* **Text excerpt**:
>>

# Have you ever met someone you just don't like?



## Zulban (Nov 11, 2008)

Alright that's it. I know you guys know. I know you guys know you guys know. The problem is, *I* don't know.


----------



## NephilimAzrael (Oct 26, 2008)

Zulban said:


> Alright that's it. I know you guys know. I know you guys know you guys know. The problem is, *I* don't know.


Oh, you don't want to know. No no.


----------



## DayLightSun (Oct 30, 2008)

snail said:


> I think I know, and I think I know why. :mellow:
> 
> Is it a jealousy thing, because there's one here I'm kind of jealous of, too?


I really wonder who that is?
I can't imagine anyone really.


----------



## Zulban (Nov 11, 2008)

NephilimAzrael said:


> Oh, you don't want to know. No no.


I don't want to know? No? Why do I no wanna know, you know? I wanna know. No?


----------



## Dr. Metallic (Nov 15, 2008)

Not sure what this is with hidden animosity between certain members..........

I once had this person that I instantly hated. An INTJ...yes :crazy: I'm sure it's horrible to say, but I wanted to flatten his face.


----------



## εmptε (Nov 20, 2008)

*Snail is jealous of *Random Fucking Letters* girl, aka Sifr. (DUH!)*


----------



## snail (Oct 13, 2008)

<<

* **Data extract**:
>>

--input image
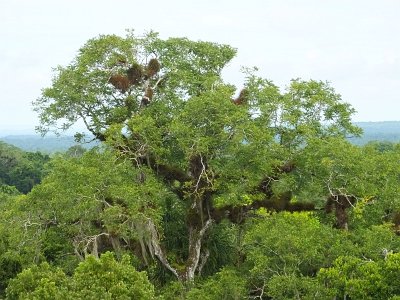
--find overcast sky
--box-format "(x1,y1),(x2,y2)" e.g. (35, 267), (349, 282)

<<

* **Instructions for the task**:
In the forum thread, what reason does snail give for guessing that the dislike might come from jealousy? Answer in one to three sentences.

* **Answer for this exercise**:
Snail guesses it might be jealousy because there is one person on the forum whom snail is also kind of jealous of.